| GIVEN PROBLEM |
Repeat the following listing word for word, leaving out the pictures.

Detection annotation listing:
━━━━━━━━━━━━━━━━━━━━━━━━━━━━━━

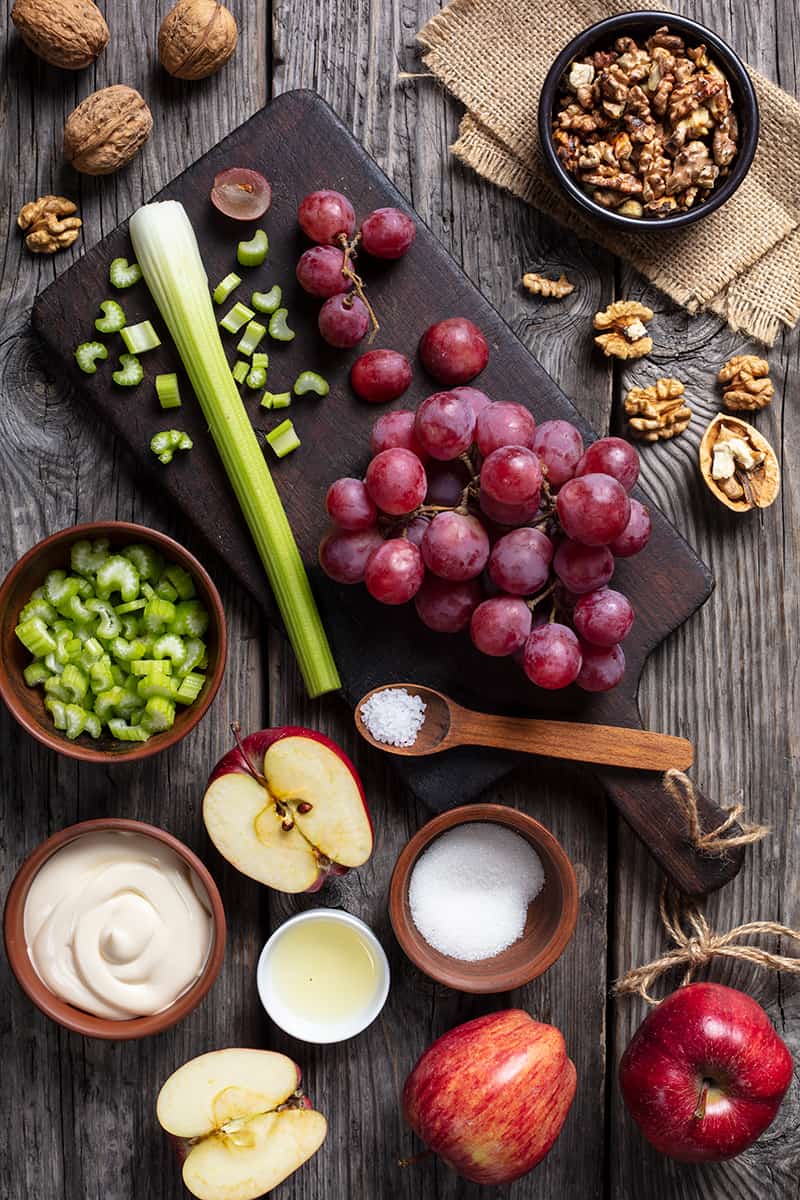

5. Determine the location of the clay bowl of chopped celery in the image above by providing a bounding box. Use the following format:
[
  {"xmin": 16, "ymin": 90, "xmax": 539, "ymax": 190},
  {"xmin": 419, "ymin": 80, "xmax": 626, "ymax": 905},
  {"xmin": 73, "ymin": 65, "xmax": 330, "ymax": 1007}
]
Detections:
[{"xmin": 0, "ymin": 521, "xmax": 227, "ymax": 762}]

━━━━━━━━━━━━━━━━━━━━━━━━━━━━━━

| ANSWER TO THE PROBLEM |
5. Determine the location of the clay bowl of chopped celery in the image above by providing a bounding box. Use the following format:
[
  {"xmin": 16, "ymin": 90, "xmax": 539, "ymax": 190},
  {"xmin": 419, "ymin": 80, "xmax": 626, "ymax": 905},
  {"xmin": 73, "ymin": 65, "xmax": 330, "ymax": 1007}
]
Detections:
[{"xmin": 0, "ymin": 521, "xmax": 227, "ymax": 762}]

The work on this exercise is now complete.